Stated goal 1 ▸ Rewrite the text on team loyalty starting at "What ever happened" and ending at "Baltimore Orioles, etc.", putting "Francesco Totti" in place of "Totti".

Text ▸
I actually root for 4 soccer (football) teams, Hapoel Tel Aviv here at home, Manchester United perhaps because legendary Hapoel fans Arik Einstein and Eli Mohar always put the two together, Roma because my son Adi said when we were in Rome that we can’t root for city rival Lazio since they are the club of the neo-fascists, and Barcelona, because their rival Real Madrid was Generalismo Franco’s team.

And of course, since he was 14, and particularly since he began playing for the adult team, for almost 20 years, Messi, probably the greatest player in the world today (sorry Ronaldo), has been the symbol of Barcelona.

What ever happened to team loyalty?  Totti played for Roma during his entire career.  And in a forgotten episode, my Brooklyn childhood hero Jackie Robinson chose to retire rather than be traded to the rival Giants.  Iron Man Cal Ripken played his entire career with the Baltimore Orioles, etc.

(Dataset rows)
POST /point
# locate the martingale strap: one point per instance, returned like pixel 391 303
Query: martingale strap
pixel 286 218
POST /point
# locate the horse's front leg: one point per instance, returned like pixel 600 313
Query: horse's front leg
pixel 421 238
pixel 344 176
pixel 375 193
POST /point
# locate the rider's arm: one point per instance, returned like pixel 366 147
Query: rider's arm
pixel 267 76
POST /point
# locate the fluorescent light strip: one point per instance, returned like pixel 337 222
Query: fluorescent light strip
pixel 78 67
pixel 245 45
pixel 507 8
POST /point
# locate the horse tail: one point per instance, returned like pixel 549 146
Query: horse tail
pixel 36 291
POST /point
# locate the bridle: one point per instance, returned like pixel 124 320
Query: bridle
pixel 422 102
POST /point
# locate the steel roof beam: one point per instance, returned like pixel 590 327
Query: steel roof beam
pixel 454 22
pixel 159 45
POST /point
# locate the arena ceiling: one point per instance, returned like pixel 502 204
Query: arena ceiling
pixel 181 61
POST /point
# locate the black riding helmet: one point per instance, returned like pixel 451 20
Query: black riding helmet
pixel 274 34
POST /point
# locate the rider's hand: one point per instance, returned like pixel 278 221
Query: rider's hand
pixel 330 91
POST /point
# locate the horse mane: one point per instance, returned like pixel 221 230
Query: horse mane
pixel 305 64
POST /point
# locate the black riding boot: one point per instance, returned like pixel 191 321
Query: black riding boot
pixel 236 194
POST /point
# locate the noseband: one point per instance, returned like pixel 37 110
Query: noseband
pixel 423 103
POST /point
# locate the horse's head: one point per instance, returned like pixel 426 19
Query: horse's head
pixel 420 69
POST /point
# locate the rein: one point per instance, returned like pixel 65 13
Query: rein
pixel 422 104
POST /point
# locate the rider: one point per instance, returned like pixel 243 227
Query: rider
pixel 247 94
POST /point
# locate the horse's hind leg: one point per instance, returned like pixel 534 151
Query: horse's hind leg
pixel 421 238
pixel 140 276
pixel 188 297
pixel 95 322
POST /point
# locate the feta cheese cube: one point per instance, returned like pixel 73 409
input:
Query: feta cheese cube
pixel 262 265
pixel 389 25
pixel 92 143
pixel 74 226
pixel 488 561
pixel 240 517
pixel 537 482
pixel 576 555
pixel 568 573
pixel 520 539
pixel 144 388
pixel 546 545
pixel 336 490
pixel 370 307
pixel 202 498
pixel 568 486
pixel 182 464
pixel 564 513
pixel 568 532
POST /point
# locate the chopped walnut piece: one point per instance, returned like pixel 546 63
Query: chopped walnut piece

Stated goal 2 ▸ Find each line of the listing that contains the string "walnut" and copy those lines out. Case counts.

Full output 1 ▸
What ever happened to team loyalty?  Francesco Totti played for Roma during his entire career.  And in a forgotten episode, my Brooklyn childhood hero Jackie Robinson chose to retire rather than be traded to the rival Giants.  Iron Man Cal Ripken played his entire career with the Baltimore Orioles, etc.

Full output 2 ▸
# locate the chopped walnut piece: one point per instance, returned like pixel 546 63
Query: chopped walnut piece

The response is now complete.